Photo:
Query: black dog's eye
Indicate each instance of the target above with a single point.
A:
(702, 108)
☆ ☆ ☆ ☆ ☆ ☆ ☆
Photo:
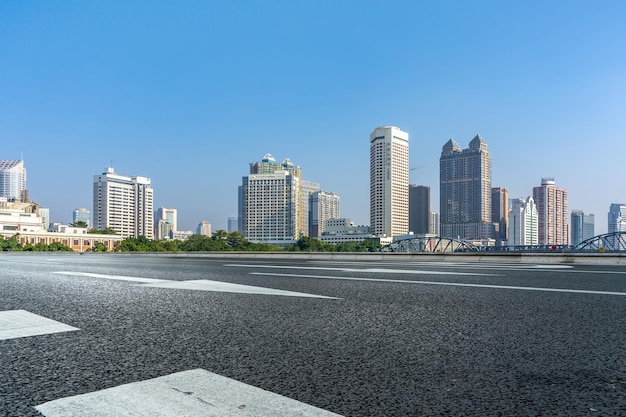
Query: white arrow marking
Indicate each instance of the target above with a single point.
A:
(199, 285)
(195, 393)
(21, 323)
☆ ☆ ☆ ☆ ☆ ☆ ☆
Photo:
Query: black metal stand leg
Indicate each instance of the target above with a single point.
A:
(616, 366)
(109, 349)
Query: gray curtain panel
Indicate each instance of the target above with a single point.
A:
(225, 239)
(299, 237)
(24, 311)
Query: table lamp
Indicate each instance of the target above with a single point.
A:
☆ ☆ ☆ ☆ ☆ ☆ ☆
Count how many of the lines in the material include the word "black", and state that number without anything else.

2